### WHAT IS REQUIRED
Print all entries below exactly as they appear.

(GIVEN ENTRIES)

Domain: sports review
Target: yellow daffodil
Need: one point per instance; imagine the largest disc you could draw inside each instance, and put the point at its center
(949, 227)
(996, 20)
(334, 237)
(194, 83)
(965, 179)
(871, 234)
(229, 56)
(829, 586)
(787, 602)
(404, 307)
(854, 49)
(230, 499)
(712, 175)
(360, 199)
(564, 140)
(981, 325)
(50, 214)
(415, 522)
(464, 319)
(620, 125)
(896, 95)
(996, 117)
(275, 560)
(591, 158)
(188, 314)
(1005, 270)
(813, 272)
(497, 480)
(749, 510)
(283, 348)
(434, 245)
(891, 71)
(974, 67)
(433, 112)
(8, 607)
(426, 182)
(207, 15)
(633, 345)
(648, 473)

(End GIVEN ENTRIES)

### SOLUTION
Domain: sports review
Target: yellow daffodil
Need: one point per instance; imagine the largest disc you could draw inside each instance, and put the point at its center
(949, 227)
(996, 20)
(334, 237)
(194, 83)
(965, 179)
(871, 234)
(229, 56)
(829, 586)
(787, 602)
(404, 307)
(854, 49)
(230, 499)
(712, 175)
(360, 199)
(564, 140)
(981, 325)
(50, 214)
(415, 522)
(464, 319)
(620, 125)
(896, 95)
(996, 117)
(275, 560)
(591, 158)
(188, 314)
(1005, 270)
(813, 272)
(497, 480)
(749, 510)
(283, 348)
(434, 245)
(891, 71)
(974, 67)
(433, 112)
(8, 607)
(426, 182)
(207, 15)
(633, 345)
(648, 473)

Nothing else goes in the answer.